DOCUMENT EXCERPT:
==*==
PHOENIX – Efforts to strip family planning and low-income healthcare funding from Planned Parenthood ultimately failed in negotiations over this year's federal budget. However, the battle isn't over by a long shot, says Bryan Howard, CEO of Planned Parenthood Arizona. He says the debate is being complicated by the spread of misinformation, such as Arizona Senator Jon Kyl's assertion that abortions are "well over 90 percent of what Planned Parenthood does." The truth is exactly the opposite, counters Howard.

"Our primary focus is on annual gynecological exams, birth control, pap smears, breast exams, testing and treatment for sexually-transmitted infections. And that is 90 percent, literally, of what we do."

Howard says the funding issue for Planned Parenthood will be raised again in a standalone bill in Congress, and will likely become a bargaining chip in the coming votes to raise the federal debt limit and adopt a budget for 2012.

Conservatives who want to de-fund Planned Parenthood argue they don't want any federal dollars going to an organization that performs abortions. But Howard insists no federal monies are used for that purpose.

"By federal law and by state law, no public funds may be used to pay for abortion services. This has been the law for going on four decades."

Rather, he says most of what Planned Parenthood does involves prevention – and cutting those services now will increase costs for everyone later, he adds.
==*==
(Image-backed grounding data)
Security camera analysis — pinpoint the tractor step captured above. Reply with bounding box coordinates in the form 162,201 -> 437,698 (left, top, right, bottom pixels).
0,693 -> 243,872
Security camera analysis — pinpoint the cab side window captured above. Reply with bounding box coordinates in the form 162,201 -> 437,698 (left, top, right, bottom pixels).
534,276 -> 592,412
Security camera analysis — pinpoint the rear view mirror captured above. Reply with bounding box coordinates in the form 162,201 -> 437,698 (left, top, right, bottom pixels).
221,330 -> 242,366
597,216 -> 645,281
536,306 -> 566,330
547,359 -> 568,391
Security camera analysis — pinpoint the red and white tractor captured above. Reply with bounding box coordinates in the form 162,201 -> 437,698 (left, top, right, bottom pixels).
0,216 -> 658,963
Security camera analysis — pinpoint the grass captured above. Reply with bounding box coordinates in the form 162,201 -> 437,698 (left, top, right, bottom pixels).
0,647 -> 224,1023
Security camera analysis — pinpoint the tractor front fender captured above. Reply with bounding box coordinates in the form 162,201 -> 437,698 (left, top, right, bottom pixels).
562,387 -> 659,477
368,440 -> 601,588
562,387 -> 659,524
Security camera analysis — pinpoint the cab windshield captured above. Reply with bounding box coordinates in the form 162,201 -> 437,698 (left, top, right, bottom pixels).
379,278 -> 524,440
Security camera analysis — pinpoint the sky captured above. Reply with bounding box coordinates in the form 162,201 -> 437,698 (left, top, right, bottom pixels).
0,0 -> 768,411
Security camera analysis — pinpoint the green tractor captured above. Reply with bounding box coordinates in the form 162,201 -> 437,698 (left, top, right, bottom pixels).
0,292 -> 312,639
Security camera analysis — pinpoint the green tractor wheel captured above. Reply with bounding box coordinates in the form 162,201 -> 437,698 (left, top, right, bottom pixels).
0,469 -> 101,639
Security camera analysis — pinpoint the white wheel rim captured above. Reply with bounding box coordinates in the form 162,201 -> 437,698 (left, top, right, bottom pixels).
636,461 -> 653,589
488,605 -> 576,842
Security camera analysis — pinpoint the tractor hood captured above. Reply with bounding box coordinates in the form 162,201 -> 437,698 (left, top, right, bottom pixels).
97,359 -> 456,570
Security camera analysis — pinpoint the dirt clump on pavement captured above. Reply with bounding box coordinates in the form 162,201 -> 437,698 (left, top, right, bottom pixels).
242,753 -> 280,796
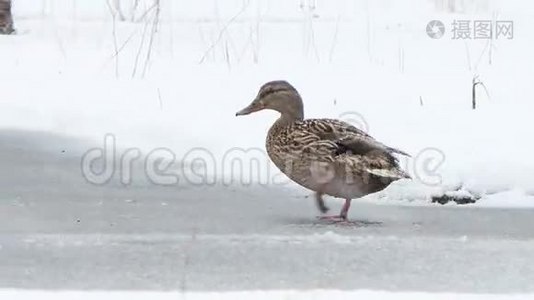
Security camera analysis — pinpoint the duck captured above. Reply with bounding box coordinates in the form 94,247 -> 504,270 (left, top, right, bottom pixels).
236,80 -> 410,222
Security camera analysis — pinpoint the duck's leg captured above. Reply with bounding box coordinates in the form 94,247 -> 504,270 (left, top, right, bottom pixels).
319,199 -> 351,222
339,199 -> 352,220
315,192 -> 329,214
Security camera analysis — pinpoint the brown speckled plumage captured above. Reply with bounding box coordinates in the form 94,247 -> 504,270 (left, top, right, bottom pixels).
237,81 -> 409,219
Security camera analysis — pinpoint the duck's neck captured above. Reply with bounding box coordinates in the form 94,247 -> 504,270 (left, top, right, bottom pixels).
276,111 -> 304,125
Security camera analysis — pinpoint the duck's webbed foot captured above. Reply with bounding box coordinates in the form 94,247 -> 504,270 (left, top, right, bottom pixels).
317,199 -> 351,223
315,192 -> 329,214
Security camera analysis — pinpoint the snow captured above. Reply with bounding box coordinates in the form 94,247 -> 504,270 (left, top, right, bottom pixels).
0,0 -> 534,299
0,290 -> 532,300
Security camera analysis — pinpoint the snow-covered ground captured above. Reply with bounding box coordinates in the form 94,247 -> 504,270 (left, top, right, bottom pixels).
0,0 -> 534,299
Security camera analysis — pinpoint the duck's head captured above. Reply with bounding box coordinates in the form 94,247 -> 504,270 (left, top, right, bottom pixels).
235,80 -> 304,120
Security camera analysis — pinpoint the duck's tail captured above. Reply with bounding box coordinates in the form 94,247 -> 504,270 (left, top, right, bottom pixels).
367,168 -> 412,180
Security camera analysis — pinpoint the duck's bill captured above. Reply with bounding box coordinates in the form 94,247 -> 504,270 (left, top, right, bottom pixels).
235,102 -> 263,116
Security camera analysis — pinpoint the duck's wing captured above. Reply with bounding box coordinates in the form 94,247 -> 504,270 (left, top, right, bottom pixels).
303,119 -> 410,160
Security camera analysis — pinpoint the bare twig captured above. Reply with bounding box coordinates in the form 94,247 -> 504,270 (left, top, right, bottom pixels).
198,1 -> 250,64
106,0 -> 119,78
132,16 -> 148,78
142,0 -> 160,77
471,75 -> 490,109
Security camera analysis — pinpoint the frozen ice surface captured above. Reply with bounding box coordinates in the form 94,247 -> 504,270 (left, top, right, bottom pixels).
0,131 -> 534,293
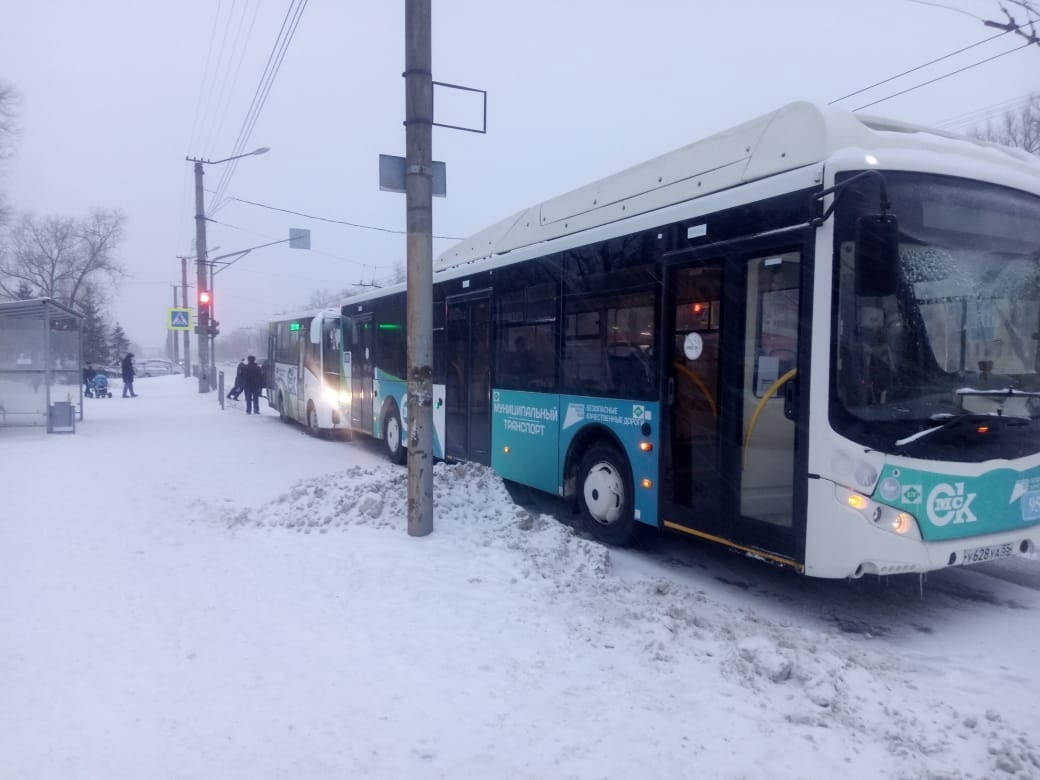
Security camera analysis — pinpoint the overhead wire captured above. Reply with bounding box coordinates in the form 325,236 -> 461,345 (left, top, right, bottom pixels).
853,43 -> 1033,111
210,0 -> 308,213
197,0 -> 238,153
827,30 -> 1010,104
208,218 -> 397,270
227,198 -> 463,241
188,0 -> 224,149
934,94 -> 1032,130
206,0 -> 260,156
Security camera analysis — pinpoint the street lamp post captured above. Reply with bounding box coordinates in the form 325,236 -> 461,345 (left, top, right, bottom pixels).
184,147 -> 270,393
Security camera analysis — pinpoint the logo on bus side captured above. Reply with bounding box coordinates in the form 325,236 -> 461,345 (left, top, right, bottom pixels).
925,483 -> 979,528
564,402 -> 651,428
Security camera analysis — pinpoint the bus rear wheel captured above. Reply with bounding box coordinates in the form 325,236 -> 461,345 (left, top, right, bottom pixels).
578,444 -> 635,545
383,407 -> 408,466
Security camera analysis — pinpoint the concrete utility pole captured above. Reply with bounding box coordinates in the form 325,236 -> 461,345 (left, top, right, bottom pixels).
181,257 -> 191,380
184,147 -> 270,393
194,160 -> 209,393
405,0 -> 434,537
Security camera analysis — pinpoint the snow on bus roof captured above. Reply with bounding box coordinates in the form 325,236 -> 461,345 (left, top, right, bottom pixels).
434,101 -> 1032,271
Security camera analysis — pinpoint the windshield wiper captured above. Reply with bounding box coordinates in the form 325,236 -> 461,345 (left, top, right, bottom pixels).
954,387 -> 1040,398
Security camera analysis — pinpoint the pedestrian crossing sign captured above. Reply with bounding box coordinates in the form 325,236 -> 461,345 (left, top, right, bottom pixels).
166,309 -> 191,331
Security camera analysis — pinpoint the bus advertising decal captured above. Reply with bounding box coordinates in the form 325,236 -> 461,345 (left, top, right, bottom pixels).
564,401 -> 653,430
491,390 -> 561,493
878,466 -> 1040,540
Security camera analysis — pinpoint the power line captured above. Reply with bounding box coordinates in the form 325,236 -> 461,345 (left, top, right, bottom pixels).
206,216 -> 386,270
211,0 -> 308,213
827,26 -> 1008,104
934,94 -> 1031,129
853,42 -> 1032,111
226,198 -> 463,241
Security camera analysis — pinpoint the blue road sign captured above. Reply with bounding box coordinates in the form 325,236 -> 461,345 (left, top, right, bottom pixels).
166,309 -> 191,331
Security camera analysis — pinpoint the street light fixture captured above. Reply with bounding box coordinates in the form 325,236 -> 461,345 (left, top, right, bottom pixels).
184,147 -> 270,393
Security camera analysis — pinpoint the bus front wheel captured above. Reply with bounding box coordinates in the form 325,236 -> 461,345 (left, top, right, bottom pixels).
307,401 -> 321,436
383,407 -> 408,466
578,444 -> 635,545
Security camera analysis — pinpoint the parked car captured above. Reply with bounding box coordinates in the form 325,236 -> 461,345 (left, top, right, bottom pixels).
134,358 -> 177,376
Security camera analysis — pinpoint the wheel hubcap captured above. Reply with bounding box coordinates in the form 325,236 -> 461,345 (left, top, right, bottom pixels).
582,462 -> 625,525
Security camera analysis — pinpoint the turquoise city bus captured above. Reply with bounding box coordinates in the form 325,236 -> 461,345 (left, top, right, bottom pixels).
341,103 -> 1040,577
264,309 -> 349,434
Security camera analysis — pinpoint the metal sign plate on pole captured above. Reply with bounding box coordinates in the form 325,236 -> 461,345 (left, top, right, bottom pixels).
380,154 -> 447,198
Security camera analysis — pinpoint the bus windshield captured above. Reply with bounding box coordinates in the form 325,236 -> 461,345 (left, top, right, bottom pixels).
831,173 -> 1040,451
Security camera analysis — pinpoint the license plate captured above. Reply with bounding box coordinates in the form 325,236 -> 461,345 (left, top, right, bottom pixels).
960,542 -> 1015,566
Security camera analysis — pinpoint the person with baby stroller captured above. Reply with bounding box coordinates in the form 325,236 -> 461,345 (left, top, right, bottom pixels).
87,371 -> 112,398
228,358 -> 245,400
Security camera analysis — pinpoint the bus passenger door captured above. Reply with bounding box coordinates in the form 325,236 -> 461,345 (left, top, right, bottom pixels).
665,261 -> 723,517
661,236 -> 806,564
444,291 -> 491,466
740,252 -> 801,528
344,314 -> 375,435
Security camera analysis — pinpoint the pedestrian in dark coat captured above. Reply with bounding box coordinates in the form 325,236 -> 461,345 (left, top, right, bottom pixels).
228,358 -> 245,400
120,353 -> 137,398
241,355 -> 263,414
==*==
TASKS AND EXERCISES:
1. In the article on Planned Parenthood funding, how long does Howard say public funds have been barred from paying for abortion services?
2. Quote everything in the article on Planned Parenthood funding from "Rather, he says" down to "later, he adds.".

ANSWERS BY ITEM NUMBER:
1. Going on four decades.

2.
Rather, he says most of what Planned Parenthood does involves prevention – and cutting those services now will increase costs for everyone later, he adds.